• **Entries**:
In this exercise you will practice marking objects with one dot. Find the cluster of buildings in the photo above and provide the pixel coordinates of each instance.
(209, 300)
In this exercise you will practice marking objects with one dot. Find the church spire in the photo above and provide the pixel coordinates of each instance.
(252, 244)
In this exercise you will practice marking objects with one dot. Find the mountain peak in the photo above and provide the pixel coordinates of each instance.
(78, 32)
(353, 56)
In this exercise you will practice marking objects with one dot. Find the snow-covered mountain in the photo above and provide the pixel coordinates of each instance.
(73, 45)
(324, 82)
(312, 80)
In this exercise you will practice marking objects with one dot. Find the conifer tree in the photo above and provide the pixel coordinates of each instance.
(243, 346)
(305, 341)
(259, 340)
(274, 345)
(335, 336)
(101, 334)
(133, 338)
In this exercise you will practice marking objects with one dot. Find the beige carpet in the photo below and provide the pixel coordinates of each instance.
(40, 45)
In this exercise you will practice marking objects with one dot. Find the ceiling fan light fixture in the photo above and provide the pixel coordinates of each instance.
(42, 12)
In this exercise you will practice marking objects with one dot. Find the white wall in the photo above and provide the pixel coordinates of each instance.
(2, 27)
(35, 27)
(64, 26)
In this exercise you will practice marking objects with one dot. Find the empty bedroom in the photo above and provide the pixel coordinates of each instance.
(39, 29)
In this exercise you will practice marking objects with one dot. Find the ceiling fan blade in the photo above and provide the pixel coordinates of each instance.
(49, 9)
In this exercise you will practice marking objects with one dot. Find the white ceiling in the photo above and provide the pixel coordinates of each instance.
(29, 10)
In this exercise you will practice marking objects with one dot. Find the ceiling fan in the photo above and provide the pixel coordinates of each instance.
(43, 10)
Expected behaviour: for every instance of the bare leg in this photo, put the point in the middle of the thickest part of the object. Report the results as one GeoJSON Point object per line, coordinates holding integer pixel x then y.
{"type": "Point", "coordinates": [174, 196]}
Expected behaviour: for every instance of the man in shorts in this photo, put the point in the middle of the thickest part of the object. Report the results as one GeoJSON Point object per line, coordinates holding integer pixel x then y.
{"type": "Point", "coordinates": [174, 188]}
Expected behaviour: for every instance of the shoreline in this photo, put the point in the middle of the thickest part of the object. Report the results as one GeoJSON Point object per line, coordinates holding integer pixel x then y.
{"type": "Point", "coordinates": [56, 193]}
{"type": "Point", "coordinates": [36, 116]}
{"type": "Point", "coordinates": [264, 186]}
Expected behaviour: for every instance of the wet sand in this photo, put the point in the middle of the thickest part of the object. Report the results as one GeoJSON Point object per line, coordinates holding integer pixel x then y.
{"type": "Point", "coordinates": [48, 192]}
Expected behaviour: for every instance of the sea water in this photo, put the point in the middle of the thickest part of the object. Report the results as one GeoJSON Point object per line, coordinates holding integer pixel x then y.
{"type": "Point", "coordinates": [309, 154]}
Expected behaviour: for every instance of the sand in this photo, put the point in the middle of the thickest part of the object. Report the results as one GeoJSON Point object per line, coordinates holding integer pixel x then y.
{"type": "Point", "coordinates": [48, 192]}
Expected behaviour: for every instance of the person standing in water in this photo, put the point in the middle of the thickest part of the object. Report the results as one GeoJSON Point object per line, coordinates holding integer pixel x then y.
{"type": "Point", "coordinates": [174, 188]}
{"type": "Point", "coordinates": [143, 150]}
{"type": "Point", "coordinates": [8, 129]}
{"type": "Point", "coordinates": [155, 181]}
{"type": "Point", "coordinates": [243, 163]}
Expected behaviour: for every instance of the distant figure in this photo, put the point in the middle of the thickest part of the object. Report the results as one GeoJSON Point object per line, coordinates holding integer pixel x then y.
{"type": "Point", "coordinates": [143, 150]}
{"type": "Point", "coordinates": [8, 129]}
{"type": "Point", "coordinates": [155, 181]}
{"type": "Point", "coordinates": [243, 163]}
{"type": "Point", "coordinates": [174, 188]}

• **Requirement**:
Print the material above once more, exactly.

• **Exercise solution**:
In this exercise you will practice marking objects with one dot. Find the cluster of buildings in the photo above and provide the pixel coordinates of each instance.
(209, 300)
In this exercise you will practice marking objects with one dot. Find the church spire in the photo above and provide the pixel coordinates of each instance.
(252, 244)
In this exercise you will practice marking objects with one dot. Find the mountain peak in the photo above and provide the pixel coordinates of each instance.
(78, 32)
(353, 56)
In this exercise you will practice marking objects with one dot. Find the snow-covered mountain in the photo above and provide the pixel coordinates of each instance.
(73, 45)
(324, 82)
(312, 80)
In this exercise you will practice marking objects with one dot. Find the conifer tree in the photo above and provide the pixel coordinates of each instance.
(243, 346)
(305, 341)
(259, 340)
(274, 345)
(335, 336)
(101, 334)
(133, 338)
In this exercise you will practice marking objects with one dot. Find the beige carpet in the photo below and provide the pixel coordinates of each instance.
(40, 45)
In this exercise you will practice marking objects with one dot. Find the ceiling fan light fixture in the photo above and provide the pixel coordinates of each instance.
(42, 12)
In this exercise you will practice marking objects with one dot. Find the white wall in the photo above and provide the pixel coordinates of each instance.
(2, 27)
(35, 27)
(64, 26)
In this exercise you will practice marking objects with one dot. Find the empty bedroom in the photo above and provide the pixel coordinates of each instance.
(39, 29)
In this exercise you will practice marking objects with one dot. Find the ceiling fan blade in the photo above and provide the pixel coordinates of each instance.
(49, 9)
In this exercise you will practice marking objects with one dot. Find the white ceiling in the photo above and provide the pixel coordinates of each instance.
(29, 10)
In this exercise you will practice marking objects with one dot. Find the ceiling fan in the photo above and provide the pixel coordinates of each instance.
(43, 10)
Expected behaviour: for every instance of the bare leg in this photo, put the point in the middle of the thickest part of the object. Report the results as one GeoJSON Point object per line, coordinates holding integer pixel x then y.
{"type": "Point", "coordinates": [174, 196]}
Expected behaviour: for every instance of the man in shorts in this photo, put the point in the middle of the thickest part of the object. Report the results as one GeoJSON Point object per line, coordinates holding integer pixel x then y.
{"type": "Point", "coordinates": [174, 188]}
Expected behaviour: for every instance of the shoreline in this photo, put the point in the middle of the thickest part of the object. Report the results as one GeoJSON Point object per line, coordinates holding integer pixel x then y.
{"type": "Point", "coordinates": [56, 193]}
{"type": "Point", "coordinates": [36, 116]}
{"type": "Point", "coordinates": [264, 186]}
Expected behaviour: for every instance of the wet sand in this photo, put the point in the middle of the thickest part of the object. Report the results as one GeoJSON Point object per line, coordinates holding integer pixel x then y.
{"type": "Point", "coordinates": [48, 192]}
Expected behaviour: for every instance of the sea water in this photo, put the point in the middle of the thickest part of the object. Report the results as one GeoJSON Point object per line, coordinates holding integer pixel x then y.
{"type": "Point", "coordinates": [309, 154]}
Expected behaviour: for every instance of the sand in this photo, put the point in the middle of the thickest part of the object. Report the results as one GeoJSON Point object per line, coordinates holding integer pixel x then y.
{"type": "Point", "coordinates": [48, 192]}
Expected behaviour: for every instance of the person standing in water in this photo, put the point in the middle of the thickest part of the object. Report the results as one GeoJSON Point object per line, coordinates holding integer pixel x then y.
{"type": "Point", "coordinates": [174, 188]}
{"type": "Point", "coordinates": [143, 150]}
{"type": "Point", "coordinates": [8, 129]}
{"type": "Point", "coordinates": [155, 181]}
{"type": "Point", "coordinates": [243, 163]}
Expected behaviour: for every instance of the distant figure in this photo, put the point in the middle of the thickest part of the object. Report the results as one GeoJSON Point object per line, coordinates holding integer pixel x then y.
{"type": "Point", "coordinates": [143, 150]}
{"type": "Point", "coordinates": [8, 129]}
{"type": "Point", "coordinates": [155, 181]}
{"type": "Point", "coordinates": [243, 163]}
{"type": "Point", "coordinates": [174, 188]}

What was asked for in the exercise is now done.